Records excerpted from a collection:
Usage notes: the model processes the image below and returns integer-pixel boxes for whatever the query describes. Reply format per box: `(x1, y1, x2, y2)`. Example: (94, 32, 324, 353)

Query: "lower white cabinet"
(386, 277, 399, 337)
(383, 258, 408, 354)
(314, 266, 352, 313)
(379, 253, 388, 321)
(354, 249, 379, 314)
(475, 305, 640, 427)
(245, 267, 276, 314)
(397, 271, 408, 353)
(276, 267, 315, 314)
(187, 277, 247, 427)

__Work task__.
The records above should be given again in full, exactly as written.

__Response area__.
Usage notes: the model processes the image below and returns integer-pixel boxes for whatever the query describes. Reply format per box: `(x1, y1, x2, y2)`. Example: (94, 32, 324, 353)

Query: "lower white cabinet"
(386, 277, 399, 337)
(383, 258, 408, 354)
(314, 266, 352, 313)
(379, 253, 388, 321)
(354, 249, 379, 314)
(475, 305, 640, 427)
(245, 267, 276, 314)
(397, 271, 408, 353)
(276, 267, 315, 314)
(187, 277, 247, 427)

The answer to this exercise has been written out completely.